# [OPDRACHT]
Neem het deel van de leestekst dat begint bij "1.23 Bestemmingsgrens" en eindigt bij "met een dak." woordelijk over.

1.21 Bestaand bouwwerk
een bouwwerk dat op het moment van inwerkingtreding van het plan bestaat of wordt gebouwd, dan wel nadien kan worden gebouwd krachtens een omgevingsvergunning voor het bouwen, waarvoor de aanvraag voor het tijdstip van inwerkingtreding is ingediend, tenzij in de regels anders is bepaald.
 
1.22 Bestaand gebruik
het gebruik dat op het moment van de inwerkingtreding van het bestemmingsplan bestaat en in overeenstemming is met het voorheen geldend planologische regime.
 
1.23 Bestemmingsgrens
de grens van een bestemmingsvlak.
 
1.24 Bestemmingsvlak
een geometrisch bepaald vlak met eenzelfde bestemming.
 
1.25 Bijbehorend bouwwerk
uitbreiding van een hoofdgebouw dan wel functioneel met een zich op hetzelfde perceel bevindend hoofdgebouw verbonden, daar al dan niet tegen aangebouwd gebouw, of ander bouwwerk, met een dak.
 
1.26 Bouwen
het plaatsen, het geheel of gedeeltelijk oprichten, vernieuwen of veranderen en het vergroten van een bouwwerk, alsmede het geheel of gedeeltelijk oprichten, vernieuwen of veranderen van een standplaats.
 
1.27 Bouwgrens
de grens van een bouwvlak.
 
1.28 Bouwlaag, laag
de begane grond of een verdieping van een gebouw, een onderhuis en een zolder worden hier niet onder begrepen.

# [AANGELEVERD MATERIAAL]

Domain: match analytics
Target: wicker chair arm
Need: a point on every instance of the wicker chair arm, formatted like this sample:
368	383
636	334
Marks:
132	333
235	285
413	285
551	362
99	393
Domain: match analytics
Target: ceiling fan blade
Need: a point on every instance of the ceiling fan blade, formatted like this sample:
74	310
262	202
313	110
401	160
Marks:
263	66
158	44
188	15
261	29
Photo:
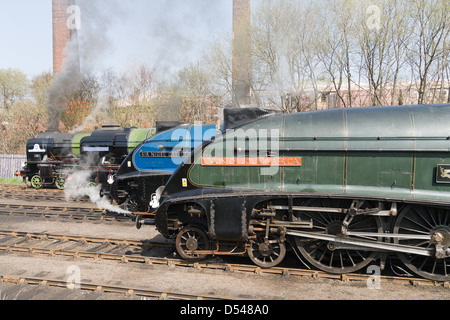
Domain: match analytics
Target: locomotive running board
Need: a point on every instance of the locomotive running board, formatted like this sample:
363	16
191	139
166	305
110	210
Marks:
360	243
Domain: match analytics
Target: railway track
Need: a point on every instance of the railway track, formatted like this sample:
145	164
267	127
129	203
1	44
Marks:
104	288
61	211
132	251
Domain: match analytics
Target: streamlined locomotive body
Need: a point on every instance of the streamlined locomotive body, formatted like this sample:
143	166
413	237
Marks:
342	187
152	163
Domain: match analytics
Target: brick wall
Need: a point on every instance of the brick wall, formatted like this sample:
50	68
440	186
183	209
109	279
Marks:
61	33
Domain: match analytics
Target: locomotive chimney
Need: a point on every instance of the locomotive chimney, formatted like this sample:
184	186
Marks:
242	57
62	33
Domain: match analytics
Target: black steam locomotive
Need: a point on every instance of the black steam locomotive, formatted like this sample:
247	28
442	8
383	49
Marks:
52	156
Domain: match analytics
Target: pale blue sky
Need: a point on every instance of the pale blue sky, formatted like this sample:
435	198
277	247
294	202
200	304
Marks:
168	33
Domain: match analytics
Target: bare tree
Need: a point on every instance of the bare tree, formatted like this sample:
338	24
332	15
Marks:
431	31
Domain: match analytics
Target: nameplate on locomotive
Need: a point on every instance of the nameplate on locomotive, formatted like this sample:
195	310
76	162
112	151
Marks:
257	162
443	173
159	154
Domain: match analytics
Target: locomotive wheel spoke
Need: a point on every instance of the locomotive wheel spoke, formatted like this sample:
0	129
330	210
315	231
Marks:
191	239
36	182
267	254
430	221
322	254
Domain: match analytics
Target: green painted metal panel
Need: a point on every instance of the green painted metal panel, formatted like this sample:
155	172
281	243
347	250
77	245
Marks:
389	151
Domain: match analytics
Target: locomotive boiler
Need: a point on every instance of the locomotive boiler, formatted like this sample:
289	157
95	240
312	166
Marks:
342	187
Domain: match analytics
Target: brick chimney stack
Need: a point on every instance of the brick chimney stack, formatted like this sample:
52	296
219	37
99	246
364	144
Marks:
242	53
61	32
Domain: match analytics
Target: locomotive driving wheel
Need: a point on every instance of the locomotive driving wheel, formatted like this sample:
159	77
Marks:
37	182
189	240
435	222
267	253
327	256
59	183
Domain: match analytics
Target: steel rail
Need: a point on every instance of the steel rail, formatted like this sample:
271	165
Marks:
102	288
171	262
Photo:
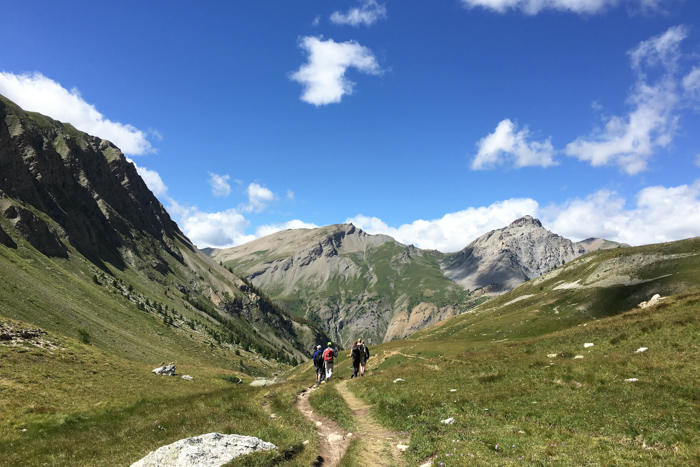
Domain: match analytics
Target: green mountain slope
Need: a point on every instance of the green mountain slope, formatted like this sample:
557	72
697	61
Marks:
350	283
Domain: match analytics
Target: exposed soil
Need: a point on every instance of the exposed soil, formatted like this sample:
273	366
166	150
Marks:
379	445
333	440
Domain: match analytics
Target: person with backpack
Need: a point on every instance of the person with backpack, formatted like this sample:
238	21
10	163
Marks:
318	363
328	355
365	356
356	354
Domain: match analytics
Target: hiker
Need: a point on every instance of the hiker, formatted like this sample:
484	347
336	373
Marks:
318	363
364	357
328	355
356	354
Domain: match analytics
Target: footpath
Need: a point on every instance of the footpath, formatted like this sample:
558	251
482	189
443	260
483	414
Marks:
377	445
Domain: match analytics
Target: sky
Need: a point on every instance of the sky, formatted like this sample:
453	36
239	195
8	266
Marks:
430	121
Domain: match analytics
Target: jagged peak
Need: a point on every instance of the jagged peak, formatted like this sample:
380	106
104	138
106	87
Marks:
526	220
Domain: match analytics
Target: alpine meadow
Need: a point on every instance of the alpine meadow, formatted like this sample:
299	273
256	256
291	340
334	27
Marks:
352	233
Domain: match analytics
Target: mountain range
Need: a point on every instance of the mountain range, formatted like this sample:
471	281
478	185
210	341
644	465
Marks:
354	284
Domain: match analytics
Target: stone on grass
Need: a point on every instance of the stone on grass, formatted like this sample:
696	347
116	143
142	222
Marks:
167	370
211	450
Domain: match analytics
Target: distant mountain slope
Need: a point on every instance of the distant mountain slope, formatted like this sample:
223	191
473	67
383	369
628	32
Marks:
505	258
85	245
353	284
599	284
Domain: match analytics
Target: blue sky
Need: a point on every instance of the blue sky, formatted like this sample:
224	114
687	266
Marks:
433	122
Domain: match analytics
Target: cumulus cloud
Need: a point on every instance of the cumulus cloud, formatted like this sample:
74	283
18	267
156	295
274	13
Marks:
660	214
506	143
269	229
532	7
35	92
453	231
258	198
631	141
369	13
323	76
213	229
219	184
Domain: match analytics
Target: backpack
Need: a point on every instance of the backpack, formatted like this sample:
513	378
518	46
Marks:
328	355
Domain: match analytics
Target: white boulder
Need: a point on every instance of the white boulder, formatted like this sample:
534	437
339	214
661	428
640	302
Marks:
210	450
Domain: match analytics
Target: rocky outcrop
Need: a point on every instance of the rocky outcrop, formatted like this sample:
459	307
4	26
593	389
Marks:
84	186
505	258
212	450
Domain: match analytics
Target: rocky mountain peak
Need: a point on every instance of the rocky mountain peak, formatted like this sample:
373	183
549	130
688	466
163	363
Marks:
526	221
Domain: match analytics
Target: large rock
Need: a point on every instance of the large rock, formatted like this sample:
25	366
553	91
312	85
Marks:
210	450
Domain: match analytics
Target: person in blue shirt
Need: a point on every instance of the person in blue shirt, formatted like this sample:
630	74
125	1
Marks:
318	363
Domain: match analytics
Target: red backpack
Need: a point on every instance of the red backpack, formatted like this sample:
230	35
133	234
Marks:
328	355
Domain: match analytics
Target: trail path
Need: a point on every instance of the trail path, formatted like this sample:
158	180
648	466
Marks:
333	440
379	445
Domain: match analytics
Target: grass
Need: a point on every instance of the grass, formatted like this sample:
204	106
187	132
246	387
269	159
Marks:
76	405
327	401
512	402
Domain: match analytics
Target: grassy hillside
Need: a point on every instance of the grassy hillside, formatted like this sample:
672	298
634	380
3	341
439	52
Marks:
534	376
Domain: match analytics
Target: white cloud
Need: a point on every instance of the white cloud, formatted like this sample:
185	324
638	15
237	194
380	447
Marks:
660	215
213	229
532	7
264	230
506	143
631	141
219	184
323	76
455	230
258	198
368	14
37	93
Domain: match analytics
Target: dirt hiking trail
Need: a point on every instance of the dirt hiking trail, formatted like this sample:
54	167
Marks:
333	440
377	445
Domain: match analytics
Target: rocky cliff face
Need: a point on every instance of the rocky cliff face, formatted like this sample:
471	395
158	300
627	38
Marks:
82	183
75	199
505	258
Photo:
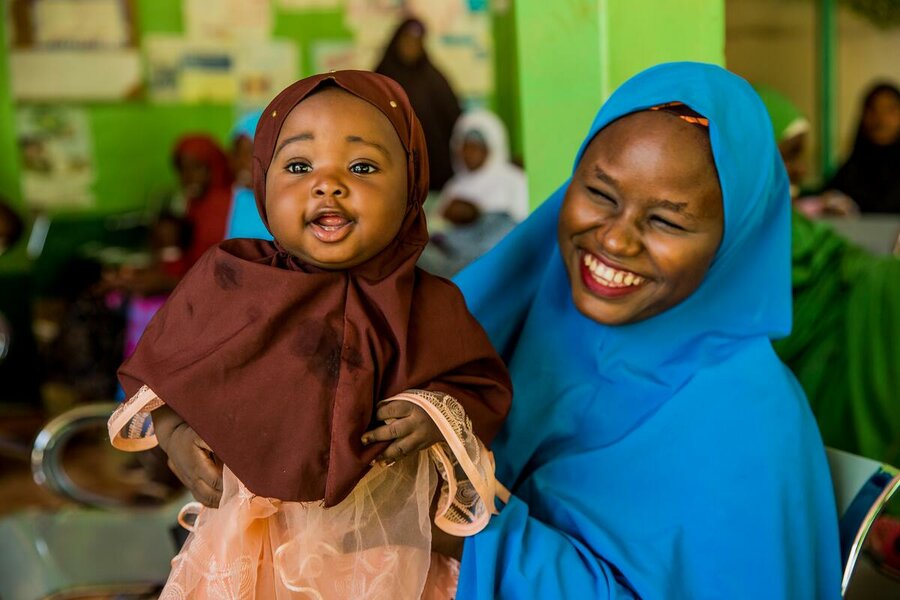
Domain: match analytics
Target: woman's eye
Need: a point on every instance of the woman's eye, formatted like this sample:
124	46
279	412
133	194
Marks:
667	224
298	167
598	195
363	169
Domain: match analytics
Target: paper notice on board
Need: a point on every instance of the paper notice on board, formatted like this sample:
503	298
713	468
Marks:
300	5
224	20
249	72
78	75
56	156
81	24
264	69
337	55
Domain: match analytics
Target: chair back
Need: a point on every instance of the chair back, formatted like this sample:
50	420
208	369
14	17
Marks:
862	489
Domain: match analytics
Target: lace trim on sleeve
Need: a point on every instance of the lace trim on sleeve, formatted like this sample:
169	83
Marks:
130	426
466	466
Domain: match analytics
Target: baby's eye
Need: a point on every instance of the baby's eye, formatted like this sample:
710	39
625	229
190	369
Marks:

# [UITWERKING]
1.23 Bestemmingsgrens
de grens van een bestemmingsvlak.
 
1.24 Bestemmingsvlak
een geometrisch bepaald vlak met eenzelfde bestemming.
 
1.25 Bijbehorend bouwwerk
uitbreiding van een hoofdgebouw dan wel functioneel met een zich op hetzelfde perceel bevindend hoofdgebouw verbonden, daar al dan niet tegen aangebouwd gebouw, of ander bouwwerk, met een dak.